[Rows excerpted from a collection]

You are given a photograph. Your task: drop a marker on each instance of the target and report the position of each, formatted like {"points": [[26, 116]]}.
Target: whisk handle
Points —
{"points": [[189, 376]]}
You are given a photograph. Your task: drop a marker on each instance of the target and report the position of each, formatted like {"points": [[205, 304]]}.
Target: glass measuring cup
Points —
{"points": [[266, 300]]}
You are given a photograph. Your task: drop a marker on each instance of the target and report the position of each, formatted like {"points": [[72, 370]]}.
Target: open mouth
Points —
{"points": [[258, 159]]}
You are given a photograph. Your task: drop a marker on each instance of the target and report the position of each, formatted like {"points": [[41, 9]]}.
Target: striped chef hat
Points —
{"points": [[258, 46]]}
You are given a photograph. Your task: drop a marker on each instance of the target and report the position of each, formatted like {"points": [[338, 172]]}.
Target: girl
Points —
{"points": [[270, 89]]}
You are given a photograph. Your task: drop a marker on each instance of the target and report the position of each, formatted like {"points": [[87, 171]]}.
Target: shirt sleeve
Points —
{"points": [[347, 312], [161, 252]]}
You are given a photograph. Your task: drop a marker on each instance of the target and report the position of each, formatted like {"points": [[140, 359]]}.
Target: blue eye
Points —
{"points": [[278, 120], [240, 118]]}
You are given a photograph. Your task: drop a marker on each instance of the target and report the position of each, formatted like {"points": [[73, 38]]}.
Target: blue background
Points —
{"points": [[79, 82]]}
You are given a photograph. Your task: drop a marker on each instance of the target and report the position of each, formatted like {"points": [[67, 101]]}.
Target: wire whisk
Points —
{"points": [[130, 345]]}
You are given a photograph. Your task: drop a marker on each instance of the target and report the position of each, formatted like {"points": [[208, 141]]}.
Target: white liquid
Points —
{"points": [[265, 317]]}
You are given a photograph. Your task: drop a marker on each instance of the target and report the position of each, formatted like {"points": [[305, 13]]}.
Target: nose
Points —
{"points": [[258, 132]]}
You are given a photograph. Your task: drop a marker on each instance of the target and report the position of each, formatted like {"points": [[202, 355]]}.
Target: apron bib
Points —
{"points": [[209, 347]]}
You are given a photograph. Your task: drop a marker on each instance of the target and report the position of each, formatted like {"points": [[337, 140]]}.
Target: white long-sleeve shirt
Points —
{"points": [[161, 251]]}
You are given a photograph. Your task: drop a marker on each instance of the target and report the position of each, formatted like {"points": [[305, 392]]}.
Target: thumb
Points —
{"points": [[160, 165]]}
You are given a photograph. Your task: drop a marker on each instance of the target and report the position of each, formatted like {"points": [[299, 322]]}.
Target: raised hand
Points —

> _EXERCISE OBJECTIVE_
Pick out each line in the rows above that contains the word "white" and copy it. Case counts.

> _WRITTEN SOLUTION_
Target: white liquid
Target: white long-sleeve shirt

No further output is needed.